→ **PAGE**:
▼

House Science, Space, and Technology Committee vs National Oceanic and Atmospheric Administation

[Climate blogger Michael Tobis has written the best summary of the Smith-vs-NOAA brouhaha that I’ve yet seen. Please read it in its entirety, then follow the link and read it again. More important, pass it on — everybody needs to know about this.]


The House Science, Space, and Technology Committee, under the leadership of my own representative Lamar Smith, has been harassing Thomas Karl, recent past president of the American Meteorological Society and longtime head of the National Climate Data Center, a federal agency under NOAA, because he expressed himself unimpressed by the “hiatus” in global temperature increase, and because a team he heads published data that supported his conclusion.

Smith’s committee has been demanding defenses of the rather mundane and straightforward measurements and calculations going into NCDC’s global temperature estimate, and in particular, some minute recent corrections to that record.

As I understand it Karl and NCDC have been bending over backwards to be cooperative, and have presented their raw data and algorithms in great detail to the House Science, Space, and Technology Committee. They stand ready to answer any substantive questions and defend any particular calculation in detail.

The scandal is this: the committee has showed no signs of interest in their honest answer to what might be an honest question, but has pursued the matter to the point of harassment and vile innuendo.

This cannot stand, and by “cannot stand”, I mean they probably will get away unscathed, but they really ought not to.

Alas, as the Benghazi metascandal and the Planned Parenthood metascandal prove, the congressional majority have no scruples and the American press has no spine. Fortunately the executive branch has developed a bit of one. NOAA should not be quick to comply and I am pleased that they did not. I think that is the next best thing.

It’s not because Smith’s committee doesn’t have the authority to investigate NCDC, it’s that they ought to refrain from abusing it.

A court case would be a very good thing if the press played against type and showed up awake for a change. I don’t have a strong answer to lukewarmer blogger “Fabius Maximus’”s point that the committee will win on the legal niceties. Perhaps there isn’t one. But confusing legal power with responsible government woefully misses the point of democracy.

Still, every time another sliver of the public sees the ethical shabbiness of the majority’s actions that would be a good thing. The scientific community is not positively impressed by Smith’s ridiculous antics to the extent they are paying attention. These outrages should be made plain to see.

NOAA is right to resist, and the press is wrong to back burner this grotesque mockery of congressional oversight.

The press will most likely cower indecently rather than tell the truth here, as they have done so much lately. It’s another chapter in the fake scandal horror show, and they’ll dutifully report “both sides”. Smith is being flagrantly and transparently abusive, and it would be good if the rest of society did not turn away.

31 responses to “House Science, Space, and Technology Committee vs National Oceanic and Atmospheric Administation

  1. Hmmm. This may be going the way of the McCarthy era. The rabid right end up going too far, and their house of cards collapses.

  2. Reblogged this on Hypergeometric and commented:

    I wonder if this has anything to do with giving Exxon technical cover?

    Hmmm …

    [Response: Be sure to credit, and link to, the actual author (Michael Tobis).]

  3. Kevin O'Neill

    This graph, in its various forms, could be improved by having the actual #s for degrees of warming right next to the legend. Something like:

    ——- With corrections 0.85 degrees of warming
    ——- Without corrections 1.00 degrees of warming

    You really do have to spell it out for some people :)

▲

→ **SHORT PROBLEM 1**: Based on the post about the House committee and NOAA above, are these statements true? Answer each with yes or no and quote the words from the post that decide it. (a) Lamar Smith is the writer's own representative. (b) The writer says Smith's committee lacks the authority to investigate NCDC. (c) Thomas Karl is a recent past president of the American Meteorological Society.
→ **SHORT PROBLEM 2**: List every person or blogger named in the body of the post about the House committee and NOAA, up to the line announcing the responses.

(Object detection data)
▼

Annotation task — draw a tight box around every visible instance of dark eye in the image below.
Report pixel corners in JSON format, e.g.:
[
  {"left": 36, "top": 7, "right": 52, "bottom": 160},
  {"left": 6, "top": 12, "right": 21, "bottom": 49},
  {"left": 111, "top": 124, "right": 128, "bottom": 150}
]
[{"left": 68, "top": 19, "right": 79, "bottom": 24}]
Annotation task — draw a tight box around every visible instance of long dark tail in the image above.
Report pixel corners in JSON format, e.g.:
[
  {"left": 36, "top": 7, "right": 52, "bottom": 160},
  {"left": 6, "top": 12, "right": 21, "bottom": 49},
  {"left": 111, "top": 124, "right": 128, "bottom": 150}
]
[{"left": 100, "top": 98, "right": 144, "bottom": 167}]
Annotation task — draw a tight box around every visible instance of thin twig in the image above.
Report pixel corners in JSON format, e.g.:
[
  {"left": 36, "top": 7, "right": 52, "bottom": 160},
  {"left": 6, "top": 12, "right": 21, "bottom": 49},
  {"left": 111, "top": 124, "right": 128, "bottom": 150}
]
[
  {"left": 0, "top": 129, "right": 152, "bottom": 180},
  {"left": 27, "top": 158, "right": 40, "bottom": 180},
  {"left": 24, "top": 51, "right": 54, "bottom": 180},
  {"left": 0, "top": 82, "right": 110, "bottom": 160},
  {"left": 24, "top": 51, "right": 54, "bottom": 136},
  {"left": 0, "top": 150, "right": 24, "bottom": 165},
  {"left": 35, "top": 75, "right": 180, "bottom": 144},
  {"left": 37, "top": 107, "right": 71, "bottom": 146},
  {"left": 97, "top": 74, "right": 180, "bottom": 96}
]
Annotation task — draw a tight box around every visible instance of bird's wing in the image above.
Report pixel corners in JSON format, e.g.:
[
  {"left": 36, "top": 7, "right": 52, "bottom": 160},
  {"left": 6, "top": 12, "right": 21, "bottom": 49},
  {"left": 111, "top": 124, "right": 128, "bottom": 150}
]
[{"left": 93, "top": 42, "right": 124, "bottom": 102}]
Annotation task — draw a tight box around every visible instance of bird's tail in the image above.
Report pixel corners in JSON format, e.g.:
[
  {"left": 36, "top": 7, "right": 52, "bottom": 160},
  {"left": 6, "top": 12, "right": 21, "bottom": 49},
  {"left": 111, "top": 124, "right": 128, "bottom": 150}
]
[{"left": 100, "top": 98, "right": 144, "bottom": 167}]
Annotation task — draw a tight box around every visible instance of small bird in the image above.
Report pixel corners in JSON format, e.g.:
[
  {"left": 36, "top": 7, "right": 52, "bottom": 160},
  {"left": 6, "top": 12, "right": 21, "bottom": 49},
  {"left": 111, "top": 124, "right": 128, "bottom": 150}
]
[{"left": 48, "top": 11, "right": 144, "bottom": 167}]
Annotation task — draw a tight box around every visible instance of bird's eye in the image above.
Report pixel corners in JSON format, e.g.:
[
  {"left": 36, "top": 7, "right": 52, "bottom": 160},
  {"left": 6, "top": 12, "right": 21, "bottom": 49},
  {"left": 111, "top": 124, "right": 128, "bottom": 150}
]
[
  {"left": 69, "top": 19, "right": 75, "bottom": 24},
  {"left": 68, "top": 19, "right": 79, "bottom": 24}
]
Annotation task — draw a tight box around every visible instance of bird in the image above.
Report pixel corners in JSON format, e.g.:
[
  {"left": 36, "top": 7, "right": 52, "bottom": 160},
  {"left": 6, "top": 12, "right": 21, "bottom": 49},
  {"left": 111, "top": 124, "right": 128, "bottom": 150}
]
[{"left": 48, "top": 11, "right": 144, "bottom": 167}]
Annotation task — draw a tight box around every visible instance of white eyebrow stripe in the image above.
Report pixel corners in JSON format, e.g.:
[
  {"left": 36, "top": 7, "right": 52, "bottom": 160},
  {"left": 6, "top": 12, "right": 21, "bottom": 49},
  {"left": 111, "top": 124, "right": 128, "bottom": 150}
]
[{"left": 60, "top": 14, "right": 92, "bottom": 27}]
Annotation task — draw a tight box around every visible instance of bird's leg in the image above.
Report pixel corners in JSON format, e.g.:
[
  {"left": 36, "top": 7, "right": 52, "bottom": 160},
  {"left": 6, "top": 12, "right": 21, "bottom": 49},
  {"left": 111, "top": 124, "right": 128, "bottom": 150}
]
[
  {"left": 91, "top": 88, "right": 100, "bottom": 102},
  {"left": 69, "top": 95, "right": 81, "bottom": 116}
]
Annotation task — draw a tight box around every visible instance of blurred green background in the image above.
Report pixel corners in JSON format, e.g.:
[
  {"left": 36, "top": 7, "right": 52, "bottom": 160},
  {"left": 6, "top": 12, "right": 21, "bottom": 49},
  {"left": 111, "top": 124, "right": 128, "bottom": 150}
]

▲

→ **WORKED SOLUTION 1**:
(a) Yes: "under the leadership of my own representative Lamar Smith"
(b) No: "It’s not because Smith’s committee doesn’t have the authority to investigate NCDC, it’s that they ought to refrain from abusing it."
(c) Yes: "recent past president of the American Meteorological Society"

→ **WORKED SOLUTION 2**:
Michael Tobis
Lamar Smith
Thomas Karl
Fabius Maximus